[Some records]

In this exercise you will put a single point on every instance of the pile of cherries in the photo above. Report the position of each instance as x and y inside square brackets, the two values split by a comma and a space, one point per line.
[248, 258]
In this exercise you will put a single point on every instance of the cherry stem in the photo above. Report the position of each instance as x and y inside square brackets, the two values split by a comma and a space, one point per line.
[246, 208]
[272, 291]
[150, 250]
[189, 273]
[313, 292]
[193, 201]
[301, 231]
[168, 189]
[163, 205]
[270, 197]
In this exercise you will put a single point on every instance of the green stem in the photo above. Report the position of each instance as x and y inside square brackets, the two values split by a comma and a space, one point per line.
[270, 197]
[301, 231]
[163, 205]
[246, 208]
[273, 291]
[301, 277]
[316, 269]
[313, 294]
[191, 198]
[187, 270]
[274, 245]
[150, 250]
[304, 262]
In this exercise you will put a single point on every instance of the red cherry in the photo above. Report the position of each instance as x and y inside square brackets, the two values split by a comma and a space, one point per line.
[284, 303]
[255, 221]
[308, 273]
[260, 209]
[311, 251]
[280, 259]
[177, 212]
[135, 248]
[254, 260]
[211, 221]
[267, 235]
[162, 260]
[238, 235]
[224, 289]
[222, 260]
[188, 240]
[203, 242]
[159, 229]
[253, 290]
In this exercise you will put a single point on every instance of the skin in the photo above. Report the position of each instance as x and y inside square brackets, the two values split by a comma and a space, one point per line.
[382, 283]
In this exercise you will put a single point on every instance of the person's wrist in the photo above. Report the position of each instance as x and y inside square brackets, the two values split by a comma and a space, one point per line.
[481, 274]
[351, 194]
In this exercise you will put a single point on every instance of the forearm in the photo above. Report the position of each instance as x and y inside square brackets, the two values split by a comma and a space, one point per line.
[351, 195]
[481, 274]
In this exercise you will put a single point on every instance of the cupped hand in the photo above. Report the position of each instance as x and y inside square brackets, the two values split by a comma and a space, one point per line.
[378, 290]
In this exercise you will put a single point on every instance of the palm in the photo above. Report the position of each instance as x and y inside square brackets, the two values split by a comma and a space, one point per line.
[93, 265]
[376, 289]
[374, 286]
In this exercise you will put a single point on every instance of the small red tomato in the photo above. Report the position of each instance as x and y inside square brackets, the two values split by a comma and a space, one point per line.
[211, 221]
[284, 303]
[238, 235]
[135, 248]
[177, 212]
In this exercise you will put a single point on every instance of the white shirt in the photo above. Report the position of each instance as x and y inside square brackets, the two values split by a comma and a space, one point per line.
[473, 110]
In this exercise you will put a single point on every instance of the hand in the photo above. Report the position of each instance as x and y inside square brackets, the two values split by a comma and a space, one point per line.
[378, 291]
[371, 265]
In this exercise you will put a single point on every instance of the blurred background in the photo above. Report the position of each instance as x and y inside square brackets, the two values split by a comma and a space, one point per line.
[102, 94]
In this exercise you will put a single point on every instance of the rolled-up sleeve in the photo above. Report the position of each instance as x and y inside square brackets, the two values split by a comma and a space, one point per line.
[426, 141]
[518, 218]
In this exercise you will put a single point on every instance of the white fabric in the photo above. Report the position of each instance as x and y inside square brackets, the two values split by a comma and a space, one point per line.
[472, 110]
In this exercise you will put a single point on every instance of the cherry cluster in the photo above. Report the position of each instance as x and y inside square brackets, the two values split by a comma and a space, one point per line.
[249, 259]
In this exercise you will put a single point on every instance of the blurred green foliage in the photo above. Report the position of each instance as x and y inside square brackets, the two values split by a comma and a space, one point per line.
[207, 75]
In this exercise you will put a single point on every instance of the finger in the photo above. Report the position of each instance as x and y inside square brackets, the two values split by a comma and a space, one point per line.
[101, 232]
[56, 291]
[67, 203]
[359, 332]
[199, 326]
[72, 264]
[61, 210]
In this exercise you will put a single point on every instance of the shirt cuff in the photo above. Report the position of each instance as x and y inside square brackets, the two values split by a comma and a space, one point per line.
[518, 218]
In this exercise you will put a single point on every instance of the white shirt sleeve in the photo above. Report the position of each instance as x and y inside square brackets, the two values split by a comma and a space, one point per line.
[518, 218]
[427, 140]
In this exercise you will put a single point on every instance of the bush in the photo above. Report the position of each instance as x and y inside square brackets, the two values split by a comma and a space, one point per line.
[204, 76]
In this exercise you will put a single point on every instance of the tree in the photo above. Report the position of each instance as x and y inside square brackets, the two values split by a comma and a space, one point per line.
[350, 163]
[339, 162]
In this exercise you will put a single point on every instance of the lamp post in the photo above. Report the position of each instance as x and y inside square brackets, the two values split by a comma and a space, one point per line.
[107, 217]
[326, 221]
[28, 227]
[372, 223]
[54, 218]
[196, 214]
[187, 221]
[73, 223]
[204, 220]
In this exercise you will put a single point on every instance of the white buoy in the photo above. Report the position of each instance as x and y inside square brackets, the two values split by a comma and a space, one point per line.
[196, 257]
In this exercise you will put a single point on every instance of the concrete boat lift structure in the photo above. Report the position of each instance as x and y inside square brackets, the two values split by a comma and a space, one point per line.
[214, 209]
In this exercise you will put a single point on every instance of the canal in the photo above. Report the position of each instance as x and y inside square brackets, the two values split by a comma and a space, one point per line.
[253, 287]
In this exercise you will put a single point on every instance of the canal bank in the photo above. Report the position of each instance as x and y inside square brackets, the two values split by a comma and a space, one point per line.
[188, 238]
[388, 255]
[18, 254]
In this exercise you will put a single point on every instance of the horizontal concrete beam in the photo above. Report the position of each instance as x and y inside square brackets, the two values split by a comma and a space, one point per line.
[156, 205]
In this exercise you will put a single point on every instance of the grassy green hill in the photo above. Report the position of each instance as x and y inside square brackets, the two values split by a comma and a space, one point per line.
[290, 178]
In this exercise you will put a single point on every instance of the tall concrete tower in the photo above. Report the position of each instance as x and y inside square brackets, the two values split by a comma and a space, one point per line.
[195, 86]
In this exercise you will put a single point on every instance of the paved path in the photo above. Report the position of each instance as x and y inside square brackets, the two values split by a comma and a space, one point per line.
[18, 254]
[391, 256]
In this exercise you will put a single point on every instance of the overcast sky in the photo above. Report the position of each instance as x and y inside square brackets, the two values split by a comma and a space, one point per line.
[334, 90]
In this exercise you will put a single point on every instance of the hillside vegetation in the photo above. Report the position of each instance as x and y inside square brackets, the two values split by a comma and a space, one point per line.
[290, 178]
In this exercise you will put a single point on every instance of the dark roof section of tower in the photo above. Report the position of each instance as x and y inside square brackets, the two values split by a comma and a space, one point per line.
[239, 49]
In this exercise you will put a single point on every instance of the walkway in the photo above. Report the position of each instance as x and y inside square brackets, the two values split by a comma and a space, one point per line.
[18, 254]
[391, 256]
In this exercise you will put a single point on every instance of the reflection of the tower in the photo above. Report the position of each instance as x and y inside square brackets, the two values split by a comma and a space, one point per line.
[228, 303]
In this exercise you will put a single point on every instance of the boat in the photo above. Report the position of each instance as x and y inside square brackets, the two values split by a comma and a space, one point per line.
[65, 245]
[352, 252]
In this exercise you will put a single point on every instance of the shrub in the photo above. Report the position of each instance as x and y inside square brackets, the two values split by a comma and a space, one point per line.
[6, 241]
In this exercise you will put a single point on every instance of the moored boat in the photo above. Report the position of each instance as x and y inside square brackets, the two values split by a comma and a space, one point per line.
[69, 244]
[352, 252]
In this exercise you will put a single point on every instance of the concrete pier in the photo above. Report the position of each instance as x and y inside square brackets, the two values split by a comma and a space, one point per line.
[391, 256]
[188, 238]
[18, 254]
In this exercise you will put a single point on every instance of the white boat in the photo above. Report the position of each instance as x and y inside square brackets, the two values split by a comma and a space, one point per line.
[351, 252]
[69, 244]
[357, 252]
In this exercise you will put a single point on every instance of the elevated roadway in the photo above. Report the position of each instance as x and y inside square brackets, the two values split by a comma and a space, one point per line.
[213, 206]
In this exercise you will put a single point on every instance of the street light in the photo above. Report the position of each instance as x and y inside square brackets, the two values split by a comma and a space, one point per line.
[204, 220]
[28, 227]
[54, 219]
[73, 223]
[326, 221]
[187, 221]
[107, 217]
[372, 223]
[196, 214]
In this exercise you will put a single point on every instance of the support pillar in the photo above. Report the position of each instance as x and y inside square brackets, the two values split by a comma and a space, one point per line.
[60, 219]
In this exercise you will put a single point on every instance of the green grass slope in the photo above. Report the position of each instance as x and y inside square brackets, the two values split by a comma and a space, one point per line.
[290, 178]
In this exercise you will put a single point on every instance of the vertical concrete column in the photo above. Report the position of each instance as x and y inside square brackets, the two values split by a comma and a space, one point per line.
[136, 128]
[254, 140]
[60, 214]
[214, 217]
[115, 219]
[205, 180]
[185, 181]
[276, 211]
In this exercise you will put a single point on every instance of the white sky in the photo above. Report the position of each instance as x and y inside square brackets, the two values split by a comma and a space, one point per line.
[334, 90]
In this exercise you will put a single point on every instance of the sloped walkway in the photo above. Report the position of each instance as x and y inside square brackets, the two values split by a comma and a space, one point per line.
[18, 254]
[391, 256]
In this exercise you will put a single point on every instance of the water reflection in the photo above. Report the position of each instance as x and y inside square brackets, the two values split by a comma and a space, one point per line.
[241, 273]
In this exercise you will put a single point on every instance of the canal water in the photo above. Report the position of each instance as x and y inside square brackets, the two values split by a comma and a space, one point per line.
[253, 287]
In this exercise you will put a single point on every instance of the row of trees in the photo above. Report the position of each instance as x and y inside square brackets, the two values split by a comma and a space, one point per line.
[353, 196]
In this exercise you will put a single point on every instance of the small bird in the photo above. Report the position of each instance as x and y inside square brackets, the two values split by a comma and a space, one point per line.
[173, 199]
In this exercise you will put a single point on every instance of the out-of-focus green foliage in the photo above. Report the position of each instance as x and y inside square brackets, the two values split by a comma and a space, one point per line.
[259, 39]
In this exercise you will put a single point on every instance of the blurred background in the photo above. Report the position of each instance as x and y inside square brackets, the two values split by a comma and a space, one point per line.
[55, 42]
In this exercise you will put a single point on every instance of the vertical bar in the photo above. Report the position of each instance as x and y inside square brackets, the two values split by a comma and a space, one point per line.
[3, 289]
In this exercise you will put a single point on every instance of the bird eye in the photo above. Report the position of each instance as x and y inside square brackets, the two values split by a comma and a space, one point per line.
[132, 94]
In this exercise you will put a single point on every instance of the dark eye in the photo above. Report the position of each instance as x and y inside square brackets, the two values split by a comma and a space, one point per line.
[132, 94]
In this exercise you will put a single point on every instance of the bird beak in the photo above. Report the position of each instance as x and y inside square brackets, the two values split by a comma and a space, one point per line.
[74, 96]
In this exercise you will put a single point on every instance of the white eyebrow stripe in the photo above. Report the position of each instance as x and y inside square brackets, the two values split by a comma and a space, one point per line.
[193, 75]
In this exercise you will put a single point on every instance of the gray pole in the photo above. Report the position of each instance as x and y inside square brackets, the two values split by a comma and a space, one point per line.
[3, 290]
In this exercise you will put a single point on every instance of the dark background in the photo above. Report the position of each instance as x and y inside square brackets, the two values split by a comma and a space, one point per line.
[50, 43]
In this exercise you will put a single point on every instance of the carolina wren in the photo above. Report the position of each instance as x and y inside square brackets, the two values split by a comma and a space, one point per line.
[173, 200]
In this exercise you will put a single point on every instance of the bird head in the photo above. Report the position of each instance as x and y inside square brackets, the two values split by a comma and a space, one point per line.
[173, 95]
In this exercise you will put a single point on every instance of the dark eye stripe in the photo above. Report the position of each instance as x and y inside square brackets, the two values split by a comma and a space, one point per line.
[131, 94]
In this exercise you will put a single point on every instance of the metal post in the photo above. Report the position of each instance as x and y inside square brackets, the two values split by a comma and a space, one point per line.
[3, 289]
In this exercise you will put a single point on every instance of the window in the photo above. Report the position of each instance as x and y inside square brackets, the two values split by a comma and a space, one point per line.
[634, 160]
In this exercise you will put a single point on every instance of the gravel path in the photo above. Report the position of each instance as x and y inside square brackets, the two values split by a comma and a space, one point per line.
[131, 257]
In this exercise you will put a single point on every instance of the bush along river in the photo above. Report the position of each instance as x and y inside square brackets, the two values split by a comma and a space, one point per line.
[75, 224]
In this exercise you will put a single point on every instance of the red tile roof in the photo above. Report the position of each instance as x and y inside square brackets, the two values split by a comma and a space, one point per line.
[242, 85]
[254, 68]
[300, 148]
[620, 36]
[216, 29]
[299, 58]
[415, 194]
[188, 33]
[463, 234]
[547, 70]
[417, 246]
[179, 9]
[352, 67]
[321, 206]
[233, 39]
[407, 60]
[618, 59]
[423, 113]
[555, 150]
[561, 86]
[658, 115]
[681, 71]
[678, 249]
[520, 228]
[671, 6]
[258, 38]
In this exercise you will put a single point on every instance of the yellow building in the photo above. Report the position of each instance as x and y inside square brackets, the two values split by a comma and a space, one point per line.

Challenge
Begin with the line that contains "of the gravel" and end with the last line of the records; set down every line in that span exactly, and nothing else.

Written response
In this exercise you will put a single point on every instance of the gravel path in the photo above. Report the position of each instance as x and y inside square brackets, the two values split by a comma and a space, one point per line.
[131, 257]
In this exercise you will put a single point on every instance of the bush along river in the photo above. Report the position of each instance as x and y inside square brackets, the two values split by a comma and a space, one point per line.
[75, 224]
In this exercise you will put a single point on every instance of the red tile roof in the photo above. Report the position of each instance as x and y inside square brackets, the two values split by a comma and a space, one point per line.
[242, 85]
[254, 68]
[300, 148]
[620, 36]
[216, 29]
[299, 58]
[415, 194]
[188, 33]
[463, 234]
[547, 70]
[417, 246]
[179, 9]
[352, 67]
[321, 206]
[233, 39]
[407, 60]
[618, 59]
[423, 113]
[555, 150]
[561, 86]
[658, 115]
[681, 71]
[678, 249]
[520, 228]
[671, 6]
[258, 38]
In this exercise you will put a single point on every instance of the yellow building in the photo above. Report the position of each instance as x and y inside square brackets, the two values split by a comma and a space, one point per line.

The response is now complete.